Stored dataset items:
═══

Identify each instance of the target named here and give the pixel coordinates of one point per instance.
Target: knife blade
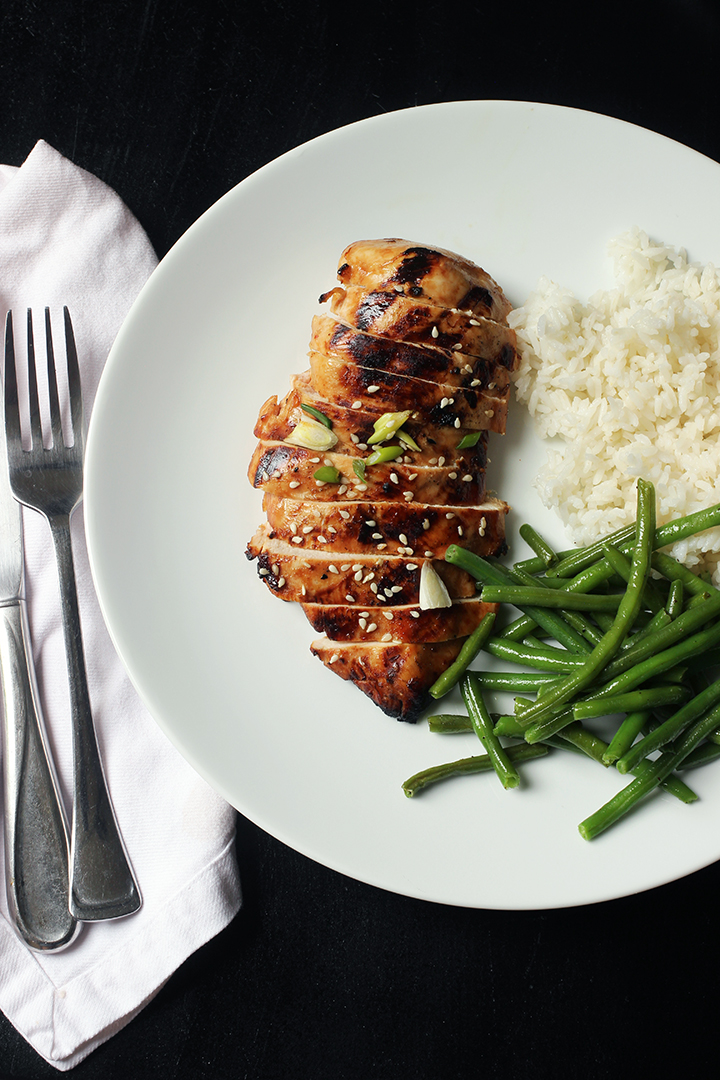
(36, 834)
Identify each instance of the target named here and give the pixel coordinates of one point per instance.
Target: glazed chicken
(374, 462)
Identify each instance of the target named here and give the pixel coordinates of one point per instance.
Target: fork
(50, 480)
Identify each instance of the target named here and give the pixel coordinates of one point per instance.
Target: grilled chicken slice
(354, 427)
(289, 471)
(446, 279)
(347, 622)
(314, 577)
(451, 367)
(401, 318)
(404, 528)
(442, 404)
(396, 677)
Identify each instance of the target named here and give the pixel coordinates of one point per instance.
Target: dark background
(320, 976)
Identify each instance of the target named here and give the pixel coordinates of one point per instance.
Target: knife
(36, 831)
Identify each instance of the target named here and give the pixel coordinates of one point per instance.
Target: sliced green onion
(316, 413)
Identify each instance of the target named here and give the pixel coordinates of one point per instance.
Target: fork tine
(12, 406)
(34, 401)
(77, 412)
(55, 419)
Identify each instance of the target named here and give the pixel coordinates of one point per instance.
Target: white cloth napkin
(67, 239)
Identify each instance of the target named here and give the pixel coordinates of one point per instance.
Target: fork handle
(102, 880)
(36, 831)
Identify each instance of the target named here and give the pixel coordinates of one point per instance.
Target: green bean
(483, 726)
(675, 598)
(538, 544)
(691, 620)
(479, 763)
(676, 571)
(514, 682)
(678, 529)
(488, 572)
(626, 613)
(670, 729)
(449, 724)
(652, 775)
(525, 596)
(621, 565)
(630, 702)
(471, 648)
(625, 736)
(544, 659)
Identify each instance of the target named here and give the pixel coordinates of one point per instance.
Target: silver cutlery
(50, 480)
(37, 876)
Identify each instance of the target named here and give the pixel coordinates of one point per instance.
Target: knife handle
(37, 871)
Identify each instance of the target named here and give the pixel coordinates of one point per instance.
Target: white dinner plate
(225, 667)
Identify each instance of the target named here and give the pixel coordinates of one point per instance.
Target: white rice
(627, 385)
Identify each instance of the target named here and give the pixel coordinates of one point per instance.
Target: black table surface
(172, 103)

═══

Leave out the pictures and output every record above precisely as given.

Identify each instance of the target named here and give the pixel coordinates of one point per instance.
Target: knife blade
(36, 834)
Identify each instance of the target named here and give the pixel coordinates of one point per instance.
Target: glazed chicken
(374, 462)
Identify each instance of the target named here and give the pixel coordinates of one point per instance.
Target: fork
(50, 480)
Identify each instance of the target named here and give the pixel coordinates of one point per instance.
Target: grilled chicken slice
(354, 427)
(289, 471)
(446, 279)
(347, 622)
(314, 577)
(451, 367)
(401, 318)
(404, 528)
(442, 404)
(396, 677)
Identify each instance of the target named here and give the pixel coordinates of one point per instance.
Target: dark background
(320, 976)
Identify each instance of the target named here and give the pixel coordinates of one point per instance.
Target: knife
(36, 831)
Identify each instance of the target named here and give the pixel coordinates of one point per instance.
Target: sliced green onion
(316, 413)
Identify each instance of the target named here and give the pixel coordinates of one point per instance.
Target: fork tine
(12, 406)
(34, 401)
(77, 412)
(55, 419)
Identify each instance of the target named here and give the pixel coordinates of one point per instance.
Target: white cloth napkin
(67, 239)
Identify each instance of the target named here and give the pixel coordinates of one point per instance.
Target: fork handle
(102, 880)
(36, 831)
Identify each instance of the target named here and give the pixel coordinates of one point per instance.
Target: green bean
(483, 726)
(675, 598)
(538, 544)
(691, 620)
(479, 763)
(676, 571)
(514, 682)
(678, 529)
(488, 572)
(626, 613)
(670, 729)
(449, 724)
(652, 775)
(525, 596)
(621, 565)
(630, 702)
(471, 648)
(625, 736)
(544, 659)
Identify each instance of the target named here and give the pixel coordinates of one point per instance.
Target: silver cutlery
(50, 480)
(37, 876)
Identify each instance of the target named here and give the pixel coordinates of one point per instance.
Target: knife handle
(37, 871)
Identify each instance of the target named here and give the pixel coordinates of one point per instance.
Target: white dinner plate
(225, 667)
Identify each instance of the target named here and give the pixel coordinates of one point per instance.
Target: white rice
(627, 385)
Identify each instance of the target named here and give the pixel coordinates of one point per instance.
Target: black table surface
(172, 103)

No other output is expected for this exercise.